Please find each line of the records below that contains the word "curtain" and copy those lines out. Case matters.

# Input start

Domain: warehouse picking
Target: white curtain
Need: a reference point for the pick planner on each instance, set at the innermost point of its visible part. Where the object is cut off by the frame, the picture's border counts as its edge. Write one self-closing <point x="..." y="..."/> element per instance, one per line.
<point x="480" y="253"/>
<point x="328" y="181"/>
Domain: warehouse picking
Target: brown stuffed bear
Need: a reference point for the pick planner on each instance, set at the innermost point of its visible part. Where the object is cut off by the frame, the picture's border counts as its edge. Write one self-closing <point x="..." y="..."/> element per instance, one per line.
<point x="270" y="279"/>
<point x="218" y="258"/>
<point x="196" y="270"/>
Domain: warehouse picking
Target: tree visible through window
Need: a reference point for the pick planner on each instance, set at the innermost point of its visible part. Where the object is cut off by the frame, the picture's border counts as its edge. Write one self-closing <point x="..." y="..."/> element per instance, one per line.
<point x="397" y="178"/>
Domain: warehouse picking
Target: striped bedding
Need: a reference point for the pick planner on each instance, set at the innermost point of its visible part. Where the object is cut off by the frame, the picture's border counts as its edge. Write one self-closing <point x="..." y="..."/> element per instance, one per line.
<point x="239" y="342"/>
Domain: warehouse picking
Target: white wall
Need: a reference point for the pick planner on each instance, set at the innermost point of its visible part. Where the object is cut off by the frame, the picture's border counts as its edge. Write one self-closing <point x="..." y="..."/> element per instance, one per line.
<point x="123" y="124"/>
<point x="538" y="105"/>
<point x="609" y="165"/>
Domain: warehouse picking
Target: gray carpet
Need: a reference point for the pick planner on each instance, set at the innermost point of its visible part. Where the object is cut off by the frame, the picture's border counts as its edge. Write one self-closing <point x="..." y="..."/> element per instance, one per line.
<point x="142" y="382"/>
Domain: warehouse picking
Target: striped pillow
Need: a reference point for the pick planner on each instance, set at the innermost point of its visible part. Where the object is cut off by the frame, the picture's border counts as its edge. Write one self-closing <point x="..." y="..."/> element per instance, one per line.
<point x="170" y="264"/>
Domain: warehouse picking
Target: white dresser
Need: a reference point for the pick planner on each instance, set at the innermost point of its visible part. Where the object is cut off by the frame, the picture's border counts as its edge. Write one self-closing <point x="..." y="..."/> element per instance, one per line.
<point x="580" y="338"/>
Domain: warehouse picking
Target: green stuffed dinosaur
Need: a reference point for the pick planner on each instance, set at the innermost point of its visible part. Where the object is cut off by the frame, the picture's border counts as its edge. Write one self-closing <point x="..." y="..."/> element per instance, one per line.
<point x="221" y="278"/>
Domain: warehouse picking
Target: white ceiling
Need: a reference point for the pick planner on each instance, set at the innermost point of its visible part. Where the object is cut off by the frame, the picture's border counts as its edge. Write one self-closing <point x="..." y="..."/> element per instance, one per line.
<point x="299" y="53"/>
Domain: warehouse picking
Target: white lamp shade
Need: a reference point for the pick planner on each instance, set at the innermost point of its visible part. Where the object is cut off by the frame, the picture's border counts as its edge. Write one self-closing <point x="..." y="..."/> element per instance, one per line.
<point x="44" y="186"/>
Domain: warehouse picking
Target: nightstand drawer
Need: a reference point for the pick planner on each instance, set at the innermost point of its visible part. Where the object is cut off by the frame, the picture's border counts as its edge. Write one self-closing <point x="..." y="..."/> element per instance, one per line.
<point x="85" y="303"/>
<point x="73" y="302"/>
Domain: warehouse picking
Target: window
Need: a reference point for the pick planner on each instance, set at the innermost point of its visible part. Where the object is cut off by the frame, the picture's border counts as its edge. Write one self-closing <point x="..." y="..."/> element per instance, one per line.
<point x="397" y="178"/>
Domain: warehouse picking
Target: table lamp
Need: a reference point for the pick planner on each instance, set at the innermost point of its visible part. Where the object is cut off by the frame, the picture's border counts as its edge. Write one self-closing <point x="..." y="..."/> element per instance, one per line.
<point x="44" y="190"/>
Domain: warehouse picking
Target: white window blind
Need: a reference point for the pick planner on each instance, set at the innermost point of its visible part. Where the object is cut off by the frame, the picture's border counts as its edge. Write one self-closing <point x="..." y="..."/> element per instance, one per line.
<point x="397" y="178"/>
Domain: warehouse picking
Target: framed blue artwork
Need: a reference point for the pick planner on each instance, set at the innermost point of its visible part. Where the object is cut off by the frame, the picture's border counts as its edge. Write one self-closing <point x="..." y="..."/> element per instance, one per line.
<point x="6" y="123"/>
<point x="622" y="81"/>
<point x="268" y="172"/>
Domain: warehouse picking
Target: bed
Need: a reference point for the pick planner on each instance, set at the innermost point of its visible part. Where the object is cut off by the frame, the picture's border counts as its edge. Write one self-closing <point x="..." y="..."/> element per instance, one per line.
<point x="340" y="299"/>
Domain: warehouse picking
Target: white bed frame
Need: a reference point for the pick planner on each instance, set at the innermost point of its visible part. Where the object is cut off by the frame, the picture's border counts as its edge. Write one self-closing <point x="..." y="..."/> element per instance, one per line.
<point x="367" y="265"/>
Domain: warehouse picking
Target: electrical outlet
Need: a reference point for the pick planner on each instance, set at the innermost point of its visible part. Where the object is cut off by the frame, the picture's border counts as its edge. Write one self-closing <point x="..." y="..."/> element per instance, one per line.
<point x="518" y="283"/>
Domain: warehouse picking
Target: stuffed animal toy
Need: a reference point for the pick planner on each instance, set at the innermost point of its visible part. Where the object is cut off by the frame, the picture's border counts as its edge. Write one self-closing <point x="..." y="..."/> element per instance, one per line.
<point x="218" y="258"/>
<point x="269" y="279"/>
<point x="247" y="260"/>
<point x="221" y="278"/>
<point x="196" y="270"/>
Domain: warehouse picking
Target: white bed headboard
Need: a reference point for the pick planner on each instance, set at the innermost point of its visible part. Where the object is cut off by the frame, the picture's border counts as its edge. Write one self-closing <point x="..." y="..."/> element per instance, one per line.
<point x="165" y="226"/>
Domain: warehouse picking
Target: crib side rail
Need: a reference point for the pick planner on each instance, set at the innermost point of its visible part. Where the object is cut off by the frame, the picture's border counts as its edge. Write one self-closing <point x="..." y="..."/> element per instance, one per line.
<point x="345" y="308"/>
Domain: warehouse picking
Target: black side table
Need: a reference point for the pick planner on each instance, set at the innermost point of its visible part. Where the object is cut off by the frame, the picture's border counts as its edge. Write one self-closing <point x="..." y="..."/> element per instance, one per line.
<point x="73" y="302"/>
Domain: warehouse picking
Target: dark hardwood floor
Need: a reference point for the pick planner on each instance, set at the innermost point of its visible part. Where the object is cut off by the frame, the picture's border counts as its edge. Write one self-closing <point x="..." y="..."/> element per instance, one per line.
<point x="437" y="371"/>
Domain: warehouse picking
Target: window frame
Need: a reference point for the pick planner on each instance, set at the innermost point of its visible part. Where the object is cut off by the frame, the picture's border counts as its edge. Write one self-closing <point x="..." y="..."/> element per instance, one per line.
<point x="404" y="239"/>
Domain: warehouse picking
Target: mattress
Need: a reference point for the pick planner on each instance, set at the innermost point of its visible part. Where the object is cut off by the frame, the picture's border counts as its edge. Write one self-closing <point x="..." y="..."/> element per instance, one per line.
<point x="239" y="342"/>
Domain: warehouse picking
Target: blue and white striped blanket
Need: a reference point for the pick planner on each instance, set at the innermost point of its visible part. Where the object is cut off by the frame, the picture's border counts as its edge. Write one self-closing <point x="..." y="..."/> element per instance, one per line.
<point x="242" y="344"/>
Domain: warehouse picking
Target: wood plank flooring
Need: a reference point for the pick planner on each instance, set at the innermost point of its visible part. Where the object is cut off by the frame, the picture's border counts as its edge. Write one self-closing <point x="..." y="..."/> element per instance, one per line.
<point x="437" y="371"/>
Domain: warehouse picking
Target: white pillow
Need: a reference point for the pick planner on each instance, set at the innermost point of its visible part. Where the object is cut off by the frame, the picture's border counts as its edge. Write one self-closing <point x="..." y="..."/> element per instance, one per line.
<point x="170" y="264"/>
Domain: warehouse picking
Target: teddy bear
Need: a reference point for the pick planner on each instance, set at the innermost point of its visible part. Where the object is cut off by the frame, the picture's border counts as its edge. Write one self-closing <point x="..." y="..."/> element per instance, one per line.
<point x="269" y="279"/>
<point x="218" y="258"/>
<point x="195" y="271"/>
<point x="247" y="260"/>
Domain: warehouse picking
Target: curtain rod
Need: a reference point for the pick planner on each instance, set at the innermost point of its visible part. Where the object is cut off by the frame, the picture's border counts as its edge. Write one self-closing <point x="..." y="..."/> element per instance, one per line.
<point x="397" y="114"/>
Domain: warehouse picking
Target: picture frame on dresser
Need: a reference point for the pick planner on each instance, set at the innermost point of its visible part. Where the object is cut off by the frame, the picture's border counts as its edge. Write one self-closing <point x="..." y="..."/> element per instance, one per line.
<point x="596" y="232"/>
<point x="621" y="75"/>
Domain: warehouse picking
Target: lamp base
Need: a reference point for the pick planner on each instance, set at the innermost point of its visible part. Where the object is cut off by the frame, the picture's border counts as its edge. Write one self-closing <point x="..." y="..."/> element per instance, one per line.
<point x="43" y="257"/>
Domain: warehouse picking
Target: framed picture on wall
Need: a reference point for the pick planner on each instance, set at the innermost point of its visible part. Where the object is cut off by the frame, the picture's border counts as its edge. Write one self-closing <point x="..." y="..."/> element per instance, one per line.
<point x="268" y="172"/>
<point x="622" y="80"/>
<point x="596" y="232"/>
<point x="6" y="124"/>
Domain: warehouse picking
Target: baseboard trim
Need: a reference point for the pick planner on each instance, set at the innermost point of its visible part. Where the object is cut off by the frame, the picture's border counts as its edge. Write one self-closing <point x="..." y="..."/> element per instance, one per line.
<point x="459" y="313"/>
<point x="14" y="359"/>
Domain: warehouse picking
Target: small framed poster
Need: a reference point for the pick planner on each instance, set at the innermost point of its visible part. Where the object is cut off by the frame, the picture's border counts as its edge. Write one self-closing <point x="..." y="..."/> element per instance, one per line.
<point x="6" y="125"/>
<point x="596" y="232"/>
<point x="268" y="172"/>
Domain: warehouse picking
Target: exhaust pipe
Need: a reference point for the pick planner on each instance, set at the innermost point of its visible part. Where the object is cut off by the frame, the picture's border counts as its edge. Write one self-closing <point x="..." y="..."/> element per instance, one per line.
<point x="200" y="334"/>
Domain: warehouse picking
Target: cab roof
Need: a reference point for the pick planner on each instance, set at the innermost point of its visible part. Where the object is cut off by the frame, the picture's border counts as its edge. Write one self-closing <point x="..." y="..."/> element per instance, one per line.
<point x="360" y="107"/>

# Input end

Answer below.
Target: white curtain
Target: curtain rod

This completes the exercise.